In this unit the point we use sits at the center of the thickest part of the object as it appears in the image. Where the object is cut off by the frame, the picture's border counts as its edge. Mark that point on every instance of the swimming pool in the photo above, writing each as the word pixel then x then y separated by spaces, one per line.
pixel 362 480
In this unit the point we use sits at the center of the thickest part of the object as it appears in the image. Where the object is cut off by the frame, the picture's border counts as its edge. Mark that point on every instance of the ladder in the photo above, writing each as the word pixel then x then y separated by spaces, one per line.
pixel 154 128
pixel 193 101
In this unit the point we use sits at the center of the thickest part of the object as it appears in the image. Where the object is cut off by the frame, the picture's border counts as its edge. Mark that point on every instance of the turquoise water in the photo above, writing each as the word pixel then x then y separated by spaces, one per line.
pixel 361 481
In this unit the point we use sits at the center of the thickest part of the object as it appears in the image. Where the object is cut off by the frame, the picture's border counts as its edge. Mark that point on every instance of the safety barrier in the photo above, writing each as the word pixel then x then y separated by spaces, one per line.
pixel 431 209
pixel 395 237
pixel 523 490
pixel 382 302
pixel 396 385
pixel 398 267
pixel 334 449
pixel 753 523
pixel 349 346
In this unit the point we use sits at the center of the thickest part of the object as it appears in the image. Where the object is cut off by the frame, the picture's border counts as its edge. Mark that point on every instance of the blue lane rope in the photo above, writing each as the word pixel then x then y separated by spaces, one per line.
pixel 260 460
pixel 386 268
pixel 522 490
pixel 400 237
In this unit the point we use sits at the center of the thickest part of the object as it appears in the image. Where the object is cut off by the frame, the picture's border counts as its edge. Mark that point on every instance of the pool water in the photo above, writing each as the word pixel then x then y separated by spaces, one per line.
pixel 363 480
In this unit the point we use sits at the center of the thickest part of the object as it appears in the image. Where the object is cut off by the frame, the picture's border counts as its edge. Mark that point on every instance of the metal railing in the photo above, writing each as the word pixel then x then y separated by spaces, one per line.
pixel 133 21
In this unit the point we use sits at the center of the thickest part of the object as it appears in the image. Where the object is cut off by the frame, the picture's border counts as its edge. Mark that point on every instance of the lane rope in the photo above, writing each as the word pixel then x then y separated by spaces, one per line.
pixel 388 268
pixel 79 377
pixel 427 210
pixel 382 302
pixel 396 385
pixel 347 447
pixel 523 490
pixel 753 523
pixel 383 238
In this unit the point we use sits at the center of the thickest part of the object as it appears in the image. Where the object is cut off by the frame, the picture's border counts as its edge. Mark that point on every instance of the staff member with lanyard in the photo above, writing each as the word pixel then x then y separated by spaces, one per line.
* * *
● **YOUR INSTRUCTIONS**
Copy out the items word for word, from the line containing "of the turquoise" up to and including the line containing "pixel 361 481".

● **EXERCISE RESULT**
In this unit the point we use sits at the center of the thickest part of the object as it appears in the image. Where the object is cut off by the frame, the picture's border counts as its edge. Mark that point on every instance of the turquoise water in the photo above, writing each as the word pixel then x then y separated by spaces, one per line.
pixel 361 481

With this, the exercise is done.